__TASK DESCRIPTION__
Take the records below and extract, word for word, the lines from the one containing "Mark every instance of the blue sky" through the final line, inclusive. Omit pictures.

Point annotation dataset records
================
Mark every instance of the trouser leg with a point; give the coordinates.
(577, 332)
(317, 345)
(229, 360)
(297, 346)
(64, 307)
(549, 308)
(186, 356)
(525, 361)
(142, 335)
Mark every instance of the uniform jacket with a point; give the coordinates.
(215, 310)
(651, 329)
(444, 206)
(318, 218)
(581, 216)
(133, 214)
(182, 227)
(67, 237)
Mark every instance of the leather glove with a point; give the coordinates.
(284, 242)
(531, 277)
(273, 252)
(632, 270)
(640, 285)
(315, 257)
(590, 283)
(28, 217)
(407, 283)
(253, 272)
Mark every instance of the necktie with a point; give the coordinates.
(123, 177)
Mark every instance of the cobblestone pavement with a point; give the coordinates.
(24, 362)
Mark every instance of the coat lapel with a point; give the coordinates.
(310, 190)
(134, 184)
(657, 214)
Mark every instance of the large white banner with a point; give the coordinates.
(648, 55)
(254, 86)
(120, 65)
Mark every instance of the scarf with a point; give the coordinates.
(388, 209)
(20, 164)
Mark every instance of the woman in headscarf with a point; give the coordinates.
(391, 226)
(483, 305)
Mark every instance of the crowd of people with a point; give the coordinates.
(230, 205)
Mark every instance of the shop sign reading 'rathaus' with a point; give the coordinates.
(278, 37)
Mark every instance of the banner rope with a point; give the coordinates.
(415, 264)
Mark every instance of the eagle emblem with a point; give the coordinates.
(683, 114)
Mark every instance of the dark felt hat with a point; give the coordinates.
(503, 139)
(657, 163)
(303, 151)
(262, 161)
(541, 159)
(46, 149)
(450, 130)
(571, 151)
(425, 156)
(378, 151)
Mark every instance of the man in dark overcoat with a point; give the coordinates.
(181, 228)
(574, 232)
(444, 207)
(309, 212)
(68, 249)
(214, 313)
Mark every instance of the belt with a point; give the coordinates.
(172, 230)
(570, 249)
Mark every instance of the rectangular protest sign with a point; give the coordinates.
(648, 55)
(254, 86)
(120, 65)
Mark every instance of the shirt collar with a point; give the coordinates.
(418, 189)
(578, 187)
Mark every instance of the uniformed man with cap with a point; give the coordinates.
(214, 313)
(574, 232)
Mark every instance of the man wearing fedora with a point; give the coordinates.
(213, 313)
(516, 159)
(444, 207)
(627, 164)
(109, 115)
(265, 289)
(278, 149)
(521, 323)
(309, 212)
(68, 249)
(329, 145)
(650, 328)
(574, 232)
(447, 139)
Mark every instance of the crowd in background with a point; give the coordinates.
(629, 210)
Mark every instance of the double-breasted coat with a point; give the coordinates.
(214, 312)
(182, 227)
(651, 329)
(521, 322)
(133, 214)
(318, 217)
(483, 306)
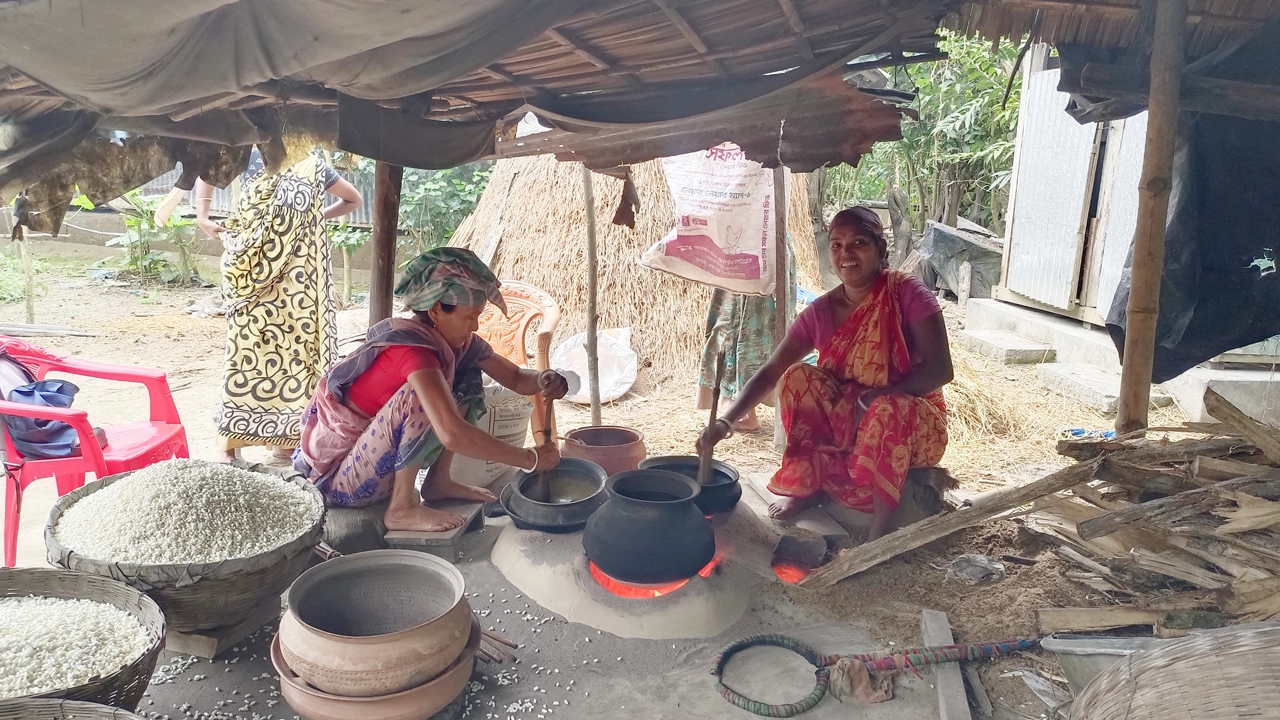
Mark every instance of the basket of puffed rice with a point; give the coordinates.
(76, 636)
(208, 541)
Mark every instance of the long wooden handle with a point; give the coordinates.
(704, 458)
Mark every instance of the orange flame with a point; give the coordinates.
(791, 572)
(645, 592)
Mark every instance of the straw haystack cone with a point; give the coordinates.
(533, 209)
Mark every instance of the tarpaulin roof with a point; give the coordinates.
(412, 82)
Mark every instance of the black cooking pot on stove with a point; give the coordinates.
(720, 495)
(650, 529)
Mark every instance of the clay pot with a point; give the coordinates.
(575, 491)
(650, 531)
(415, 703)
(720, 495)
(612, 447)
(375, 623)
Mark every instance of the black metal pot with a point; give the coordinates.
(720, 495)
(650, 529)
(575, 490)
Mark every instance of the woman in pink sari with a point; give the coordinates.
(873, 406)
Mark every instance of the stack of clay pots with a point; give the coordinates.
(376, 636)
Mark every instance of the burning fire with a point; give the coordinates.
(645, 592)
(791, 572)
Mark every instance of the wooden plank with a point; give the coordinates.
(382, 277)
(1262, 436)
(1169, 46)
(952, 702)
(1051, 620)
(851, 561)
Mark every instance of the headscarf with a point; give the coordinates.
(452, 276)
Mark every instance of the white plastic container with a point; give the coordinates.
(507, 420)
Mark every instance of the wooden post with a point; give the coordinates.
(781, 286)
(1168, 55)
(593, 358)
(382, 279)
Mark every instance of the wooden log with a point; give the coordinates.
(1051, 620)
(952, 702)
(1169, 48)
(1205, 499)
(1217, 469)
(1262, 436)
(851, 561)
(1200, 94)
(382, 278)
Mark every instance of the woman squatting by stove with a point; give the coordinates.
(407, 399)
(872, 408)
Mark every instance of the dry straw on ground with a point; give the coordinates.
(535, 205)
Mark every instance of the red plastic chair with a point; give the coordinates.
(128, 446)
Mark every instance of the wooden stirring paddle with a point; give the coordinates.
(704, 458)
(543, 484)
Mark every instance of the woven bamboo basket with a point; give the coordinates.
(60, 710)
(1215, 675)
(208, 595)
(122, 688)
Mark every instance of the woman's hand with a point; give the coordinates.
(552, 384)
(548, 456)
(713, 434)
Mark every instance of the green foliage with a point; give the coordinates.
(141, 231)
(13, 282)
(958, 158)
(433, 203)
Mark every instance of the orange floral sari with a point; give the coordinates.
(826, 451)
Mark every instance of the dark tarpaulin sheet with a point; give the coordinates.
(1217, 292)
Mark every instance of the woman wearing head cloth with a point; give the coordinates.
(407, 400)
(873, 405)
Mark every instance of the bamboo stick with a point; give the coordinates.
(1148, 244)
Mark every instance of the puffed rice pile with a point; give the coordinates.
(50, 643)
(182, 511)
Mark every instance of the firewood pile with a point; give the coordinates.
(1175, 534)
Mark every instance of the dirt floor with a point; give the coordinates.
(1004, 428)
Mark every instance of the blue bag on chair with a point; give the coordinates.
(41, 438)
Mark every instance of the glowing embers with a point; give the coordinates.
(791, 572)
(645, 592)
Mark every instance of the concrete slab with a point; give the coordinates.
(448, 543)
(1006, 347)
(813, 519)
(1096, 387)
(1069, 338)
(1256, 392)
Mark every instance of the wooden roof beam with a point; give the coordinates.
(792, 13)
(1128, 10)
(586, 53)
(691, 36)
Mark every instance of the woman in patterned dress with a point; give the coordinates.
(278, 292)
(408, 399)
(873, 406)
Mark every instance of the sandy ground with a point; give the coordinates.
(147, 327)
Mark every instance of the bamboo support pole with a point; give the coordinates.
(593, 358)
(1148, 242)
(781, 290)
(382, 282)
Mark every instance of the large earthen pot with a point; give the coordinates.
(721, 492)
(616, 449)
(649, 531)
(375, 623)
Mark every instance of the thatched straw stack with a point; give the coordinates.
(536, 206)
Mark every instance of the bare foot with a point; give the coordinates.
(421, 519)
(786, 507)
(439, 488)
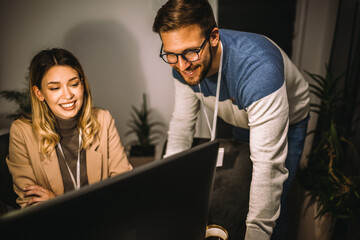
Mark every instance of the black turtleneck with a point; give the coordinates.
(69, 140)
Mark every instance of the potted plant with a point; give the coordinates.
(21, 98)
(146, 134)
(330, 177)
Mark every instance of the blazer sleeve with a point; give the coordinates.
(19, 163)
(117, 159)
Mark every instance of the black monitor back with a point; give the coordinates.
(165, 199)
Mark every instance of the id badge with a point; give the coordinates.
(220, 157)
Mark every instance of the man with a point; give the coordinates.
(261, 93)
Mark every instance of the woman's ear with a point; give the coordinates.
(214, 37)
(38, 93)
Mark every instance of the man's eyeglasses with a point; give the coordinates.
(188, 55)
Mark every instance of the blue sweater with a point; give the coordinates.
(261, 90)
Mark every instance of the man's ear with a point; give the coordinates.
(214, 37)
(38, 93)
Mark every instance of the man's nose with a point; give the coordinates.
(182, 63)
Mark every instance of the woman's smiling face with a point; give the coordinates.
(62, 90)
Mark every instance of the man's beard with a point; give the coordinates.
(194, 81)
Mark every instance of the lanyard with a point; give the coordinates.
(77, 182)
(213, 129)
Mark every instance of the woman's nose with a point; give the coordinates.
(67, 93)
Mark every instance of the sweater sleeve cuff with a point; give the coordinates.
(256, 234)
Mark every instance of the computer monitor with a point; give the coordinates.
(165, 199)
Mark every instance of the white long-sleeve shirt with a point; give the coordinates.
(260, 90)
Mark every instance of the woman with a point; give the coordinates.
(65, 143)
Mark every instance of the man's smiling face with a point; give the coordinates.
(188, 38)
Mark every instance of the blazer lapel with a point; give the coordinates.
(94, 163)
(52, 171)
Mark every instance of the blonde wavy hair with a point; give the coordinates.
(42, 118)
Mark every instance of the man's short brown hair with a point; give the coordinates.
(175, 14)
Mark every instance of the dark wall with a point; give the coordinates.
(272, 18)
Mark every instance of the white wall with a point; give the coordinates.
(314, 31)
(113, 40)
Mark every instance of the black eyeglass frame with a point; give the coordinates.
(182, 54)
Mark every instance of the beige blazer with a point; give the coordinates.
(104, 158)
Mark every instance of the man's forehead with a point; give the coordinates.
(181, 39)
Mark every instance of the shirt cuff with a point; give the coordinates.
(256, 234)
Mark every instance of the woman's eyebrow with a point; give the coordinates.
(71, 79)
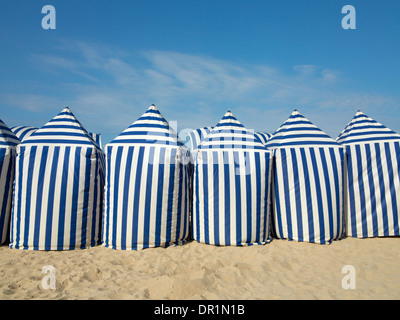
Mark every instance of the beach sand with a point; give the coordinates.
(278, 270)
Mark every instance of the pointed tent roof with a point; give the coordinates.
(151, 128)
(62, 129)
(365, 129)
(229, 133)
(198, 135)
(299, 131)
(263, 136)
(23, 132)
(7, 137)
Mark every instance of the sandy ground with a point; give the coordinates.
(278, 270)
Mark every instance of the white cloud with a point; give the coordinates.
(111, 88)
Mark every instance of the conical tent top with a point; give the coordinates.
(7, 137)
(63, 129)
(299, 131)
(229, 133)
(149, 129)
(363, 129)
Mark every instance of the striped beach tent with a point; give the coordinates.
(97, 138)
(147, 186)
(23, 132)
(8, 144)
(263, 136)
(59, 180)
(308, 183)
(231, 184)
(196, 136)
(373, 178)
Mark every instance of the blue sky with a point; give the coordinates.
(109, 60)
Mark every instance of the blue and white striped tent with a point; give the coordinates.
(59, 180)
(373, 178)
(197, 136)
(97, 138)
(308, 183)
(263, 136)
(147, 186)
(232, 171)
(23, 132)
(8, 144)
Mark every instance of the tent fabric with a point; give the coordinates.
(59, 179)
(23, 132)
(97, 138)
(147, 186)
(308, 183)
(232, 172)
(197, 136)
(8, 143)
(373, 178)
(263, 136)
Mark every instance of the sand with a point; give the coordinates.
(278, 270)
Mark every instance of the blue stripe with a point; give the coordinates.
(278, 233)
(318, 196)
(170, 199)
(58, 141)
(286, 193)
(216, 198)
(297, 194)
(63, 199)
(260, 227)
(328, 191)
(361, 191)
(148, 141)
(205, 203)
(7, 190)
(300, 143)
(248, 197)
(75, 198)
(369, 162)
(126, 190)
(238, 196)
(373, 139)
(136, 198)
(106, 223)
(85, 209)
(267, 196)
(50, 207)
(392, 187)
(18, 209)
(197, 210)
(31, 166)
(339, 189)
(180, 187)
(97, 203)
(352, 205)
(382, 189)
(396, 213)
(227, 203)
(148, 194)
(117, 172)
(307, 183)
(160, 189)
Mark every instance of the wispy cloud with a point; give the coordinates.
(110, 88)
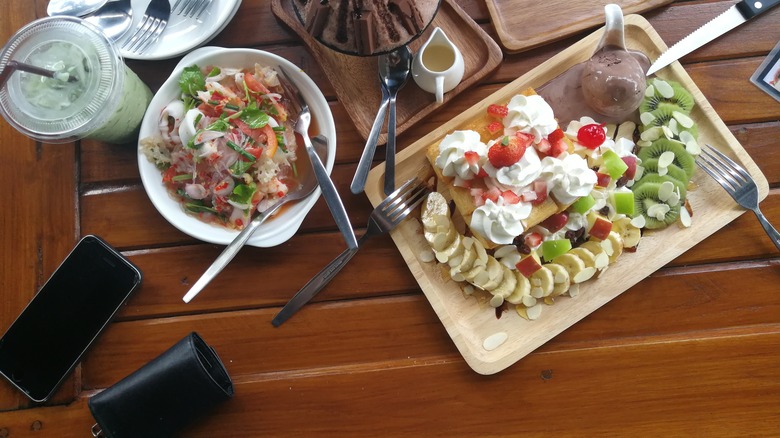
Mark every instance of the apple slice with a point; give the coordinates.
(555, 247)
================
__ANSWER TO THIS TASK__
Mark every instance of the blue sky with a point; give the coordinates.
(109, 60)
Mark every instance of the blue and white striped tent with a point; give the coordinates.
(59, 180)
(373, 178)
(197, 136)
(97, 138)
(308, 183)
(263, 136)
(147, 186)
(232, 171)
(23, 132)
(8, 144)
Mark every instance of the tent fabric with a point; give the coordinates.
(59, 179)
(23, 132)
(97, 138)
(147, 186)
(308, 183)
(232, 172)
(197, 136)
(8, 143)
(373, 178)
(263, 136)
Mark every instance of the sand with a point; give the coordinates.
(278, 270)
Mark every instance of the blue stripe with a point; give the coordinates.
(278, 233)
(318, 196)
(170, 199)
(58, 141)
(286, 193)
(216, 198)
(297, 194)
(63, 199)
(260, 227)
(328, 191)
(361, 191)
(148, 141)
(205, 203)
(7, 190)
(300, 143)
(248, 197)
(75, 198)
(369, 162)
(126, 190)
(238, 196)
(373, 139)
(136, 198)
(106, 223)
(85, 209)
(267, 196)
(50, 207)
(392, 187)
(18, 209)
(197, 210)
(31, 166)
(339, 189)
(180, 187)
(97, 203)
(352, 205)
(382, 189)
(396, 213)
(227, 203)
(148, 194)
(117, 172)
(307, 183)
(160, 189)
Mark every instance of the wispy cloud with a point; give the coordinates.
(110, 88)
Mark every instance of the apple slice with a point; give the coordinates.
(555, 247)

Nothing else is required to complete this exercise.